Task —
Could you write out every entry exactly as it stands?

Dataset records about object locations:
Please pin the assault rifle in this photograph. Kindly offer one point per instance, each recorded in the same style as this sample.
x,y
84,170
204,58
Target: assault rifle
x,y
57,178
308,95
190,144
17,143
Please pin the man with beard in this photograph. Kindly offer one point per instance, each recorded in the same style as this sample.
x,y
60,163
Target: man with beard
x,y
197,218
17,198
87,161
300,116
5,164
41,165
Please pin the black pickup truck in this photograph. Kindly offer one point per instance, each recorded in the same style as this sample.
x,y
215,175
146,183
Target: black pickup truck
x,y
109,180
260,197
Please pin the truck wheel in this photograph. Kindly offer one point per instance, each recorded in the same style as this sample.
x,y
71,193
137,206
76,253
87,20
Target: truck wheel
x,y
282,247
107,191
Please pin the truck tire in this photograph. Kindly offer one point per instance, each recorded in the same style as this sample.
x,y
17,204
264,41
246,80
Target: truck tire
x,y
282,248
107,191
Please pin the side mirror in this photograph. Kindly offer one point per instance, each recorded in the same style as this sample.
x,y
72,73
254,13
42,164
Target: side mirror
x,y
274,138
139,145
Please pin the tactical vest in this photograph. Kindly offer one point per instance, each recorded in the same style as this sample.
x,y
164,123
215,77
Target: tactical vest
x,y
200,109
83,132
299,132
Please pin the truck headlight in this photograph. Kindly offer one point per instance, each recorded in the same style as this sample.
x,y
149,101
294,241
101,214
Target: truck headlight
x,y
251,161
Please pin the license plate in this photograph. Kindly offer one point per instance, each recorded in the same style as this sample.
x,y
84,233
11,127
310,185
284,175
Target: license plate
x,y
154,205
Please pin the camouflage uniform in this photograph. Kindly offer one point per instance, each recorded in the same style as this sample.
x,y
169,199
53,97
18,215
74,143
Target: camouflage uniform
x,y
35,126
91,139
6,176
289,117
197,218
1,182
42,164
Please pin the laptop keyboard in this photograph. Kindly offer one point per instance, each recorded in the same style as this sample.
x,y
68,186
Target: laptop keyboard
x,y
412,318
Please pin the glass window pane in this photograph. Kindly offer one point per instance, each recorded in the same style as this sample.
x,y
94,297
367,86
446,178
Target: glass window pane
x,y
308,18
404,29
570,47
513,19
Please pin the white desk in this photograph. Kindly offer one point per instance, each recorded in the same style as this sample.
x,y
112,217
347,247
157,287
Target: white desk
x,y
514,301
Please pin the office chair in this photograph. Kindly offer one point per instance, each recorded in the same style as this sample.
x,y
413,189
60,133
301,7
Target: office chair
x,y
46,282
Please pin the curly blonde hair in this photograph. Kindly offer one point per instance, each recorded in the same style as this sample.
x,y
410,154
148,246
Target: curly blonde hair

Answer to the exercise —
Please pin the assault rifle in this photograph. Kindly offer one point per instance, each recorded in the same style as this sample.
x,y
84,170
204,58
Target: assault rifle
x,y
57,178
308,95
190,144
17,143
Please pin the man with beard in this photograph. Kindly offer one point per instance, each recorded in the same style as this sample.
x,y
60,163
Target: man with beard
x,y
197,218
17,198
87,161
300,116
5,164
41,165
Please pin the black pickup truck in this photograph. Kindly offer one point per instance, each recorded in the same style as this sample.
x,y
215,175
146,183
Target: black pickup truck
x,y
109,180
260,197
Please pin the truck wheel in this photograph. Kindly offer one point per instance, each recorded in the same style as this sample.
x,y
71,193
137,206
76,253
87,20
Target: truck wheel
x,y
282,247
107,191
Please pin the truck tire in this photograph. Kindly offer one point per instance, each recorded in the same style as this sample.
x,y
17,204
264,41
246,80
Target: truck tire
x,y
282,248
107,191
Please pin the side mirror in this photograph. Kindly offer one point per instance, each recorded in the same style as this sample.
x,y
72,73
254,13
42,164
Target: side mirror
x,y
274,138
139,145
Please pin the tactical vest in this photograph. Kindly offer one point per instance, each recorded in the same style as this sample.
x,y
164,123
215,77
Target: tactical vest
x,y
200,109
83,132
299,132
Please pin the truck headlight in this photograph. Kindly offer one point per instance, each recorded in the same style as this sample.
x,y
149,101
294,241
101,214
Target: truck headlight
x,y
251,161
Please pin the license plate in this photograph. Kindly offer one point per instance, each recorded in the same style as this sample.
x,y
84,233
11,127
310,185
284,175
Target: license plate
x,y
154,205
Please pin the camouflage uniform in this photograph. Kindly offer one point per instance, each recorded in the same style as this sample.
x,y
169,199
53,97
18,215
74,143
Target: camouflage uniform
x,y
35,126
91,139
6,176
289,117
197,218
1,182
42,164
Please pin the laptop keyboard in this photograph. Kindly offer one point per instance, each recorded in the same style as this sample.
x,y
68,186
Target: laptop keyboard
x,y
412,318
Please pin the glass window pane in this photograph. Kindly offer one point per instance, each recorded in the same style as this sample.
x,y
94,297
367,86
446,178
Target: glass window pane
x,y
308,18
404,29
570,47
513,19
Please pin the white desk in this photograph. Kindly offer one point per instance, each recorded in the same style as this sample.
x,y
112,217
347,247
157,287
Target: white desk
x,y
514,301
Please pin the office chair in this photograph. Kindly offer one point per instance, each recorded in the same style as this sample.
x,y
413,189
60,133
301,7
Target: office chair
x,y
46,282
Please pin the curly blonde hair in this photograph. Kindly offer one point per instance, each recorded in the same style as this sample.
x,y
410,154
148,246
Target: curly blonde hair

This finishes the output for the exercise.